══ Provided records

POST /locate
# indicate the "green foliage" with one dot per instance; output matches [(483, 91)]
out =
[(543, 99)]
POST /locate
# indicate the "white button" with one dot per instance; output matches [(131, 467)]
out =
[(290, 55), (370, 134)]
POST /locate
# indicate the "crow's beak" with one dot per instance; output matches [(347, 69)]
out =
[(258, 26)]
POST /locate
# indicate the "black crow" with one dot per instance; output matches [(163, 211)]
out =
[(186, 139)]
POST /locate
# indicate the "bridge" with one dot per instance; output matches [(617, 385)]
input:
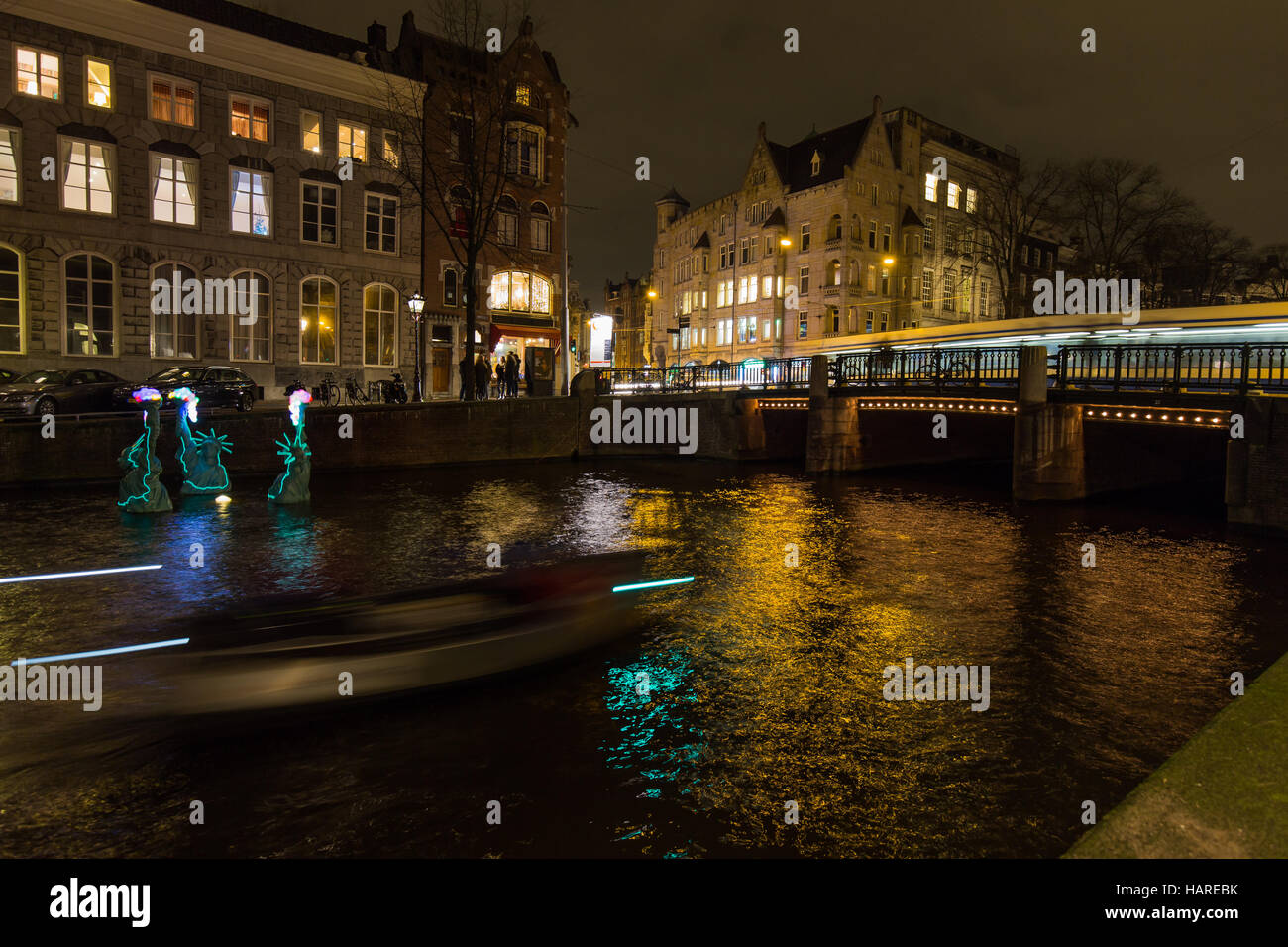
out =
[(1074, 421)]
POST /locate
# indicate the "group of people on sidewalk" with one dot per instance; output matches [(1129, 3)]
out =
[(503, 376)]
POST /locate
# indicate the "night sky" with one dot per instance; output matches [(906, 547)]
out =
[(1185, 85)]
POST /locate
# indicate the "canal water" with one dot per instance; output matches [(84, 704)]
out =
[(765, 680)]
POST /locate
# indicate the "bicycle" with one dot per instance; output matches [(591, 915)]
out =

════

Task to complete: Copy the records above, swapping every "indicate" for "mark" and keeping everything else the same. Leave the pictures out of your copy.

Right answer:
POST /locate
# mark the "green foliage" with one dot per instance; output matches [(483, 91)]
out =
[(543, 99)]
POST /locate
# mark the "white button" with one dot per instance; output matches [(131, 467)]
out =
[(290, 55), (370, 134)]
POST /locate
# mark the "crow's beak" with one dot per instance; output matches [(347, 69)]
out =
[(258, 26)]
POST /locate
# mark the "black crow" with one dot per instance; output matches [(163, 211)]
out =
[(186, 139)]
POST /locate
# mark the "bridge" with one dot per instance; output matches [(617, 385)]
input:
out =
[(1074, 421)]
POST /locate
# mark the "group of people on sidewalk" with one dot per instance; output matches [(1129, 3)]
out =
[(503, 376)]
POST /locate
# mark the "night sky" with one dot per instance; output matches [(906, 547)]
out =
[(1185, 85)]
POST /locate
# mark the "canal water" with one dot per instance; output matches [(84, 704)]
out =
[(765, 680)]
POST /locate
# mark the "bicycle" with one dot per instance; output matches [(591, 915)]
out =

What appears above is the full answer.